#### Document excerpt ####
The changes include a ban on confidentiality clauses in employment agreements preventing workers from speaking out about workplace harassment or discrimination; a revised, more targeted approach to fire and rehire restrictions; significant updates to the UK’s whistleblowing regime (albeit these are not government-backed and as such unlikely to be accepted); and simplifications to the complex new framework governing zero-hours workers.

Together, these amendments and the implementation roadmap offer a clearer picture of the ERB’s final shape and signal that, while the Bill retains its ambition to modernise workplace rights, ministers may be seeking to rebalance some of its more contentious measures.

The Bill is now part-way through its Lords stages. Government amendments were tabled on 9 July and the Bill is scheduled for four days of Report stage debate in July, followed by Third Reading and a short “ping-pong” with the Commons. Because Parliament rises on 23 July, Royal Assent is now pencilled in for the autumn session rather than before the summer recess.

This update outlines where the legislation now stands and what employers should begin preparing for ahead of Royal Assent, expected in autumn 2025.

 

Fire and rehire

 

Clause 26 of the Employment Rights Bill would insert a new section 104I into the Employment Rights Act 1996 to curb “fire-and-rehire” dismissals. Under the July 2025 Government-backed amendments, a dismissal will be automatically unfair only when the employer is trying to impose a “restricted variation”—currently defined as a change to pay, pensions, contractual hours or holiday, or any attempt to add a new flexibility clause on those topics. All other contractual changes, such as relocation or minor duties tweaks, remain subject to the ordinary section 98(4) reasonableness test and are not automatically unfair.

For restricted variations the former six-point consultation checklist has been dropped. A dismissal will therefore stay automatically unfair unless the employer can prove that refusing the change would trigger “calamitous” financial distress (public bodies must show that their statutory functions would become financially unsustainable; local authorities also need a formal intervention direction). If that defence is made out, the tribunal reverts to the normal reasonableness test; if not, the dismissal is automatically unfair and compensation is uncapped.

A parallel ban makes it automatically unfair to dismiss employees simply to replace them with agency workers or contractors, unless the same financial-distress test is satisfied. Existing flexibility clauses survive, but inserting new ones after the Act takes effect will count as a restricted variation.
The Department for Business & Trade will consult on detailed regulations in autumn 2025, and the fire-and-rehire regime is scheduled to commence on 1 October 2026. Taken together, these changes sharply limit dismissal-and-re-engagement for core terms while leaving routine contractual updates within the traditional unfair-dismissal framework.

 

Non disclosure agreements (NDAs)
#### Recorded information ####
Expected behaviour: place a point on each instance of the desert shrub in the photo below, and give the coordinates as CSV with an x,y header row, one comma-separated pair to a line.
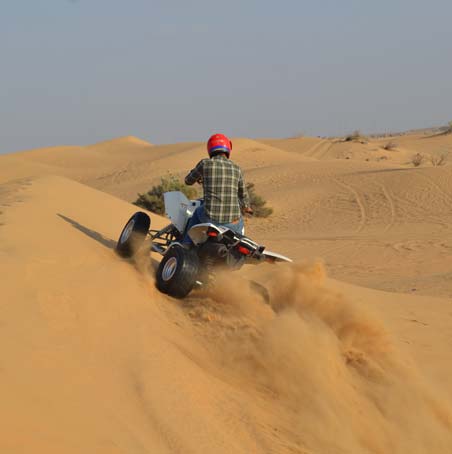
####
■ Instructions:
A. Summarize the Employment Rights Bill update in two sentences.
B. Using the Employment Rights Bill update, explain in one or two sentences why Royal Assent is now expected in the autumn session rather than before the summer recess.

■ Outputs:
A. Amendments to the Employment Rights Bill include a ban on confidentiality clauses that stop workers speaking out about harassment or discrimination, a more targeted approach to fire and rehire, whistleblowing updates that are unlikely to be accepted, and simpler rules for zero-hours workers, with Royal Assent expected in autumn 2025. Under the revised fire-and-rehire rules, a dismissal is automatically unfair only when the employer tries to impose a restricted variation to pay, pensions, contractual hours or holiday, unless it proves "calamitous" financial distress, and this regime is scheduled to commence on 1 October 2026.

B. Parliament rises on 23 July. For that reason, Royal Assent has been pencilled in for the autumn session instead of before the summer recess.